> WHAT IS REQUIRED
Continue the account of Collingwood's 91-point loss to Sydney in round one of 1987, picking up after its final sentence.

> PASSAGE FOR REVIEW
Four of those nine new faces would be there three-and-a-half years later when Collingwood on the 1990 premiership, but that must have seemed like a pipedream then for the 17,129 fans who attended Victoria Park for that March 28, 1987 game against Sydney.
The Swans were too good, from start to finish, setting the scene with five goals to nil in the first term and never looking challenged. By half-time the difference was 73 points, and it had bloated to 95 at the last change. Collingwood managed to outscore Sydney in the final term, kicking six goals to five, but the Magpies still went down by 91 points.
Sydney forward Warwick Capper kicked nine goals for the game – seven in the first 41 minutes and only two fewer than the Magpies. Each time he scored, he gave an insulting gesture to the crowd, and at half-time there was almost an ugly scene when one frustrated Collingwood fan confronted Capper as he came off the field.
Swans coach Tom Hafey took Capper off towards the end of the game to avoid any further trouble, which perhaps cost him from kicking more double figure goals.
The first person to congratulate Capper in the dark and dank visitors’ rooms was Australian Prime Minister and Sydney Swans supporter Bob Hawke.
Hawke had reason to celebrate the moment – the score line of 25.15 (165) to 11.8 (74) was, and still is, Sydney’s biggest score against Collingwood, and 91 points remains the Swans’ greatest winning margin against the Magpies.
Four members of Collingwood’s 1990 premiership team (Gavin Brown, Michael Christian, Gavin Crosisca and Craig Starcevich) made their senior debuts in the club’s 91-point loss to Sydney in round one, 1987.
Hafey was realistic after the game, saying: “It’s good to have a first up win, but it is a different Collingwood side from what we’ve seen in the past, mainly because of all the recruits they’ve got.”
Matthews told reporters: “Athas Hrysoulakis and Craig Starcevich were probably the two plusses for us off the top of my head. But they were small mercies really when you’ve been beaten so badly.”
“But we have no choice other than to play the inexperienced players and there’s nobody in the reserves, apart from Wes Fellowes, that are likely to come through in the immediate future.”
Mitchell had had 35 touches and kicked three goals, which made for a busy afternoon for Brindley in what was his only game in black and white.
“I managed to play the whole four quarters without being rested … I didn’t get picked the following week,” Brindley recalled.

[Stored data entries]
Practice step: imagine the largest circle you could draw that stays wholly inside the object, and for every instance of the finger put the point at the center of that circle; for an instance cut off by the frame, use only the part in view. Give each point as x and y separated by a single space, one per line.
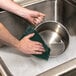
30 35
37 52
38 43
39 49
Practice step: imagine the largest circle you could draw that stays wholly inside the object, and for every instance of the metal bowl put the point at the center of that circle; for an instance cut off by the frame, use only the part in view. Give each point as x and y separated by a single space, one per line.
55 35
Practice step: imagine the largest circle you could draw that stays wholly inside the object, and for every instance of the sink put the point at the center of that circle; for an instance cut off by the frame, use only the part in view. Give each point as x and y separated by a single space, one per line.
17 25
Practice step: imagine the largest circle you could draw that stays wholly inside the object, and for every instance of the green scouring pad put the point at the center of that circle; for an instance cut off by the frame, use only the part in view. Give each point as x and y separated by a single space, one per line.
45 55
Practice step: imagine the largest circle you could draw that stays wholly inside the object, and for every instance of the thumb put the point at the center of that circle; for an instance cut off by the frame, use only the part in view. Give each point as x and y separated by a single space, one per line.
30 35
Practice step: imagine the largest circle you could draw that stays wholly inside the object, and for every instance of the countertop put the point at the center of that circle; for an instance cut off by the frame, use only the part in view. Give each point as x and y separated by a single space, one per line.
20 64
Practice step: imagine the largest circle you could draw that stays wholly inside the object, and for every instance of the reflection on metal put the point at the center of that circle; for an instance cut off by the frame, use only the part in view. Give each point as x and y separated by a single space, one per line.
55 36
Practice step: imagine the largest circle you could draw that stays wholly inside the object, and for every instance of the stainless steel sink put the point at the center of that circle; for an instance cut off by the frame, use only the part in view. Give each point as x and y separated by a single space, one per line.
17 25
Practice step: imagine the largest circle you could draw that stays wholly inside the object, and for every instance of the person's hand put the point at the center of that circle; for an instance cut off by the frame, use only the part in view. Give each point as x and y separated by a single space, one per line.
28 46
33 16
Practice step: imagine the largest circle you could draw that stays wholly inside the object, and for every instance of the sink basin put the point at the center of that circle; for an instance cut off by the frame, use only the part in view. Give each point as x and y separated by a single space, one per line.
17 25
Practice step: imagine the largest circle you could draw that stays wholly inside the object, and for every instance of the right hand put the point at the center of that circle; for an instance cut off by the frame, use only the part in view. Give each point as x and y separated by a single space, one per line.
28 46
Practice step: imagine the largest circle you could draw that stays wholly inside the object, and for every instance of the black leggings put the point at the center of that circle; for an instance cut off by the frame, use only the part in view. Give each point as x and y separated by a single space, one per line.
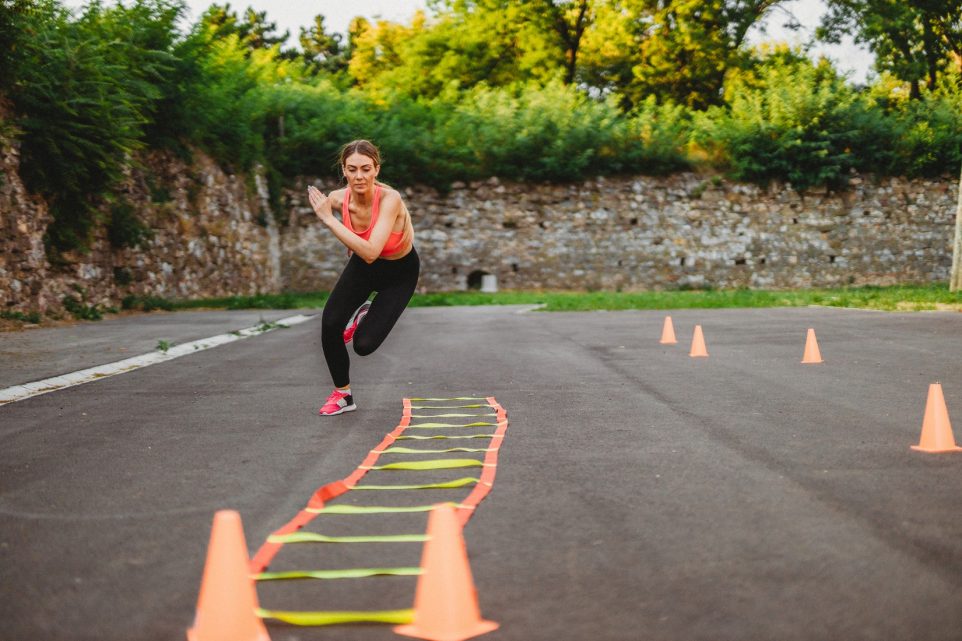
393 280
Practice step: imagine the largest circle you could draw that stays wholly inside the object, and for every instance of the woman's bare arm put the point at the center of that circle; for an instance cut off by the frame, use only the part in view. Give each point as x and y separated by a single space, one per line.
368 250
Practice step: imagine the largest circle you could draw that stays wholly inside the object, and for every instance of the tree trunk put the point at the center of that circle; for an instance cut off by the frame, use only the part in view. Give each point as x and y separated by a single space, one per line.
955 279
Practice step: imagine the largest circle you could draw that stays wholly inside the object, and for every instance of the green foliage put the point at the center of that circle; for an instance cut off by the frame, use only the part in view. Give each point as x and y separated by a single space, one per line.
28 317
913 39
902 298
79 309
124 228
924 136
791 120
541 90
84 90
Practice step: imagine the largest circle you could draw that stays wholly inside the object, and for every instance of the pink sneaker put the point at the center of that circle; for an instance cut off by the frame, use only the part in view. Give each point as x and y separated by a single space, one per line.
338 403
355 321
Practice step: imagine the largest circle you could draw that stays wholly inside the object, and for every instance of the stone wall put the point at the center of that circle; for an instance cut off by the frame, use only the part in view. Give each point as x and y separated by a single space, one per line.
685 230
210 234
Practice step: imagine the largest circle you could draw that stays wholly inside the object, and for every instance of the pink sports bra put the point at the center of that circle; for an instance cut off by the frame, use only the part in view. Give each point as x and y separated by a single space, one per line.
393 241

> ANSWER BELOW
It was a tough call on 19-year-old Brindley, who was an exceptionally good footballer, and a quality individual, as Mitchell was one of the most exciting players in the competition at that stage.
Matthews admitted as much later. Brindley would later return to the Diamond Valley Football League, where he had a long and distinguished career with Greensborough. He deserved another chance, but sadly didn’t get it.
But the winds of change were blowing. As the Magpie fans trudged home from the game that night, they had taken a glimpse into the club’s future.
The skinny kid with raw courage wearing the No.26 jumper, Gavin Brown, had 21 touches; 18-year-old Gavin Crosisca had 19 disposals; Craig Starcevich kicked three goals; and Michael Christian showed he had a future.
Craig Starcevich kicked three goals from 21 disposals on debut against the Swans in round one, 1987.
So, too, did the Magpies. From one of the darkness of the club’s worst ever round one loss – 91 points – it would lead to one of the most illuminating of moments.
One hundred and four games on, and before a crowd of almost 99,000 at the MCG, four of those nine fresh faces from 1987 were among the 20 players who helped to end one of Australian sport’s long-running and most embarrassing droughts.
All played key roles in Collingwood’s drought-breaking 1990 flag. Brown was knocked out during a quarter-time melee, but returned in an inspirational effort during the third term. Crosisca kicked two critical goals. Starcevich kicked a goal and was in the running for the Norm Smith Medal before he was concussed by Terry Daniher, the same Bomber who had earlier struck Brown. And Christian played a steady but important hand deep in defence.